▸ What you have to do: Please reproduce the rows word for word, from the start of the rows through the line holding "Now the black leather", inclusive, and leave out any picture.

▸ Source records:
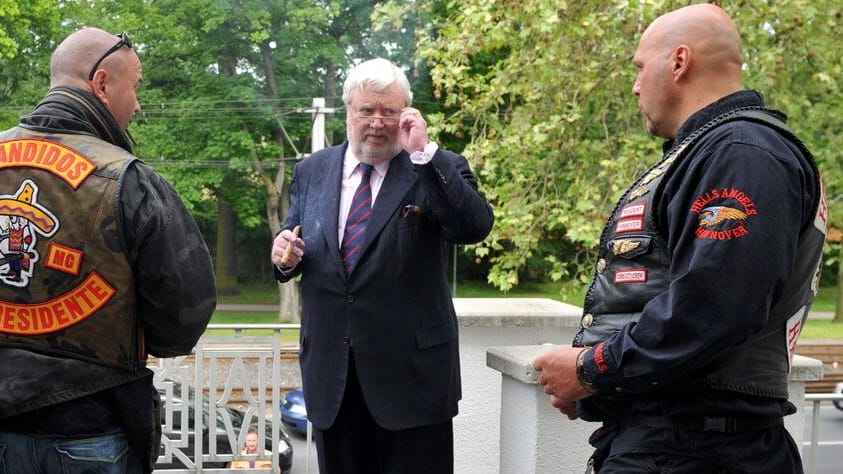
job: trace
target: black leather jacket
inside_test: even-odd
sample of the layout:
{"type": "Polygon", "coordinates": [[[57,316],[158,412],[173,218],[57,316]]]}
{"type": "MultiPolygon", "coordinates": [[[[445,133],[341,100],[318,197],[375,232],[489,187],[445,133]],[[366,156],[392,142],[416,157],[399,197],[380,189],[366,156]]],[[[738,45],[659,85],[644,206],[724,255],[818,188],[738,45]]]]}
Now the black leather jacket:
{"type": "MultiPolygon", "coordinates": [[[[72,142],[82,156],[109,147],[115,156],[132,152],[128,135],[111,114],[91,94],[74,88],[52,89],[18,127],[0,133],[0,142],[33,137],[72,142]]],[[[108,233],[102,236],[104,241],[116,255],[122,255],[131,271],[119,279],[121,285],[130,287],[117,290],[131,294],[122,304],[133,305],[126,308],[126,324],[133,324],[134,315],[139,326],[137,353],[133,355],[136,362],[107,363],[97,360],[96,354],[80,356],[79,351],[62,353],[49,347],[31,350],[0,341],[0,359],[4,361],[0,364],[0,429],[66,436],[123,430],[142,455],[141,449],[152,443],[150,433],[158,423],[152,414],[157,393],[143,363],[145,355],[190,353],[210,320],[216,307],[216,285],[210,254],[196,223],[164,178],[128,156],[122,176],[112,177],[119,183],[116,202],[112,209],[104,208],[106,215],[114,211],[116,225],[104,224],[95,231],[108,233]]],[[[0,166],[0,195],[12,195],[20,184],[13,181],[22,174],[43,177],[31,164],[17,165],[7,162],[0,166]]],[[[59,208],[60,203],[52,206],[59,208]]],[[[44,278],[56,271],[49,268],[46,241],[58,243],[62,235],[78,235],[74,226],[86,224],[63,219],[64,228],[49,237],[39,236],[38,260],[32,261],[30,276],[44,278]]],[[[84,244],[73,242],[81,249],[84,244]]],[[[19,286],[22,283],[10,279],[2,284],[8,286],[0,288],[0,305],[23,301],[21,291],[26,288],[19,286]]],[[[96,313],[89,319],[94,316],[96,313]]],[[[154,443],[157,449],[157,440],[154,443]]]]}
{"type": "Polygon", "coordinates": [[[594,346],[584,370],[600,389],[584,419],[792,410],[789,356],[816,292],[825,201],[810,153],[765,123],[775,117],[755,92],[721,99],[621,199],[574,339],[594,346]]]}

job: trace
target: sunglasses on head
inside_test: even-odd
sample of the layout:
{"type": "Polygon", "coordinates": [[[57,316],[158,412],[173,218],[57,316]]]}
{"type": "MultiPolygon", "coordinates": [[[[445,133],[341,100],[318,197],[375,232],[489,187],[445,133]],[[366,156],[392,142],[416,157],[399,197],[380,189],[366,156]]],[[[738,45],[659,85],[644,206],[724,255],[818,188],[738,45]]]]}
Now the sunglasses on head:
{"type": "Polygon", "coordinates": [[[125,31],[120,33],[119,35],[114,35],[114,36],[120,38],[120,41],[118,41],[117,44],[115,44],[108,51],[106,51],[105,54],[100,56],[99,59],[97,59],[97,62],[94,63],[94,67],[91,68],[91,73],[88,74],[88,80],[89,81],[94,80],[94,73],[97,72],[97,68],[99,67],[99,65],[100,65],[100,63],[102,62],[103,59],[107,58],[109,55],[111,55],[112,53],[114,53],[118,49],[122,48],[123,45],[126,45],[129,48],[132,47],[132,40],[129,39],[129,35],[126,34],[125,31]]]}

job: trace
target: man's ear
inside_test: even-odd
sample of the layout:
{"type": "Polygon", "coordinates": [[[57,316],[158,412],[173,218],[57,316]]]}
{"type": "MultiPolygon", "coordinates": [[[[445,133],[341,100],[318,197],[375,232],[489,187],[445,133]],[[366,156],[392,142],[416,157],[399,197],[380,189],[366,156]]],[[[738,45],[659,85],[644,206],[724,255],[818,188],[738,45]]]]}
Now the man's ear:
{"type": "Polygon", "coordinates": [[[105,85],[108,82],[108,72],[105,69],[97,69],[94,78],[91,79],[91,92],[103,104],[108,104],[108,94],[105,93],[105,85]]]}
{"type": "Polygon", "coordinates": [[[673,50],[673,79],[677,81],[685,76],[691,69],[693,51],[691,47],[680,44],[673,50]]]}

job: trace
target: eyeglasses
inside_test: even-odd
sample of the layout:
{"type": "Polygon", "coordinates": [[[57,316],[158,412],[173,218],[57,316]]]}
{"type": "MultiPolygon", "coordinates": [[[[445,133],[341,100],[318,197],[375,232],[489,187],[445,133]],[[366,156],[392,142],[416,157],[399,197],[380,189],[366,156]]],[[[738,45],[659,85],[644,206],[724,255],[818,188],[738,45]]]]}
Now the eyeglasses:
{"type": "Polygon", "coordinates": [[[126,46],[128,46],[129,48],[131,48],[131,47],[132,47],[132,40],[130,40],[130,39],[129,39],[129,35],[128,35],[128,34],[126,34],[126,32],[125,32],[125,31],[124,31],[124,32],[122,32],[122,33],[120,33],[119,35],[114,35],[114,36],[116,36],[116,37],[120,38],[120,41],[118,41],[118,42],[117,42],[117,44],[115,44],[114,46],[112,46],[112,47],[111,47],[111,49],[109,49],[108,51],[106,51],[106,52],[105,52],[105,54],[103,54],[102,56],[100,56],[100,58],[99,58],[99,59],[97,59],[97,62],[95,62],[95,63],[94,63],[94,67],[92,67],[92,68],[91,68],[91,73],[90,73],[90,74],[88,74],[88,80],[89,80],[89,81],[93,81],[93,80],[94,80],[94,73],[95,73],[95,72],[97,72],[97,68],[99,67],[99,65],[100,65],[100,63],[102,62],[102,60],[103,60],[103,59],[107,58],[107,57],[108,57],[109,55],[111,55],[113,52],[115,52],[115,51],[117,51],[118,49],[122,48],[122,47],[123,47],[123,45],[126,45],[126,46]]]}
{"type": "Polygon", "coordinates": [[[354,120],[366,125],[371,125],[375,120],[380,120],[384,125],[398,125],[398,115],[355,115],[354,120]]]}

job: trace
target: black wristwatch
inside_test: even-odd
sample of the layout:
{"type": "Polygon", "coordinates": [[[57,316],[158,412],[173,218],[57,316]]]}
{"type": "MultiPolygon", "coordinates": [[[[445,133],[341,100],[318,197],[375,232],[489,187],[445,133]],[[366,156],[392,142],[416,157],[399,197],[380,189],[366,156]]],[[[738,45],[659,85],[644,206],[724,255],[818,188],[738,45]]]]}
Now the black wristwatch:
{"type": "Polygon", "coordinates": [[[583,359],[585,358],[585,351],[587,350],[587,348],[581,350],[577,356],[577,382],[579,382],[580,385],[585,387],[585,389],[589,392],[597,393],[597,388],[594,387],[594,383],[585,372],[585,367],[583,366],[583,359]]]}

▸ Reply:
job: trace
target: black leather jacket
inside_test: even-odd
sample of the layout:
{"type": "Polygon", "coordinates": [[[57,316],[158,412],[173,218],[57,316]]]}
{"type": "MultiPolygon", "coordinates": [[[[445,133],[341,100],[318,197],[375,232],[489,187],[445,133]],[[366,156],[392,142],[416,157],[399,197],[380,189],[366,156]]],[[[738,45],[659,85],[644,206],[724,255],[818,188],[738,45]]]]}
Now the black leather jacket:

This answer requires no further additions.